* begin Records for the task *

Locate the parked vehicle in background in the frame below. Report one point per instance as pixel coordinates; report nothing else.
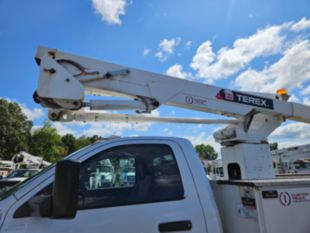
(15, 177)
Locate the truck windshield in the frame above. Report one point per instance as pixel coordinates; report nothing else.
(5, 193)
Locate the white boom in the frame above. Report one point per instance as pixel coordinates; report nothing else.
(66, 79)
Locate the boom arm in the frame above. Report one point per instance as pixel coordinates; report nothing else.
(66, 79)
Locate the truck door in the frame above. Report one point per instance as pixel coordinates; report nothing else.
(145, 186)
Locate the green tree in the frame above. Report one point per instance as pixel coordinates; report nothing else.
(69, 143)
(206, 152)
(82, 142)
(46, 142)
(273, 146)
(14, 129)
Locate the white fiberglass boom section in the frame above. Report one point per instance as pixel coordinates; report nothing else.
(66, 79)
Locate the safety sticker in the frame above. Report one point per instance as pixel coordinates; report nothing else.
(287, 199)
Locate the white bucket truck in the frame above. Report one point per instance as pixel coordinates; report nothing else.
(170, 191)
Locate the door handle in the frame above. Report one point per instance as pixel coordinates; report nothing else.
(175, 226)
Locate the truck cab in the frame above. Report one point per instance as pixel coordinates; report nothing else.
(157, 200)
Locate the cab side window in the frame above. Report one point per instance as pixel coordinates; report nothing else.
(130, 174)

* end Records for the task *

Exercise instructions.
Copy the lines from the one containing "Locate the white bucket" through the end of the material, inclusive, changing "door handle" to "side mirror" and leaving all else as it is.

Task response.
Locate the white bucket truck in the frame above. Report one point per instance as pixel coordinates; report nothing else.
(170, 191)
Locate the side mirror in the frame above. Report one point per instance as pixel coordinates; report nothing else.
(175, 226)
Locate the truck cab in the frame above. Report one point per instance as pixel coordinates; report nothing else.
(157, 200)
Locate the cab side window in the frame above. Report one point per instance as pixel coordinates; report nothing else.
(130, 174)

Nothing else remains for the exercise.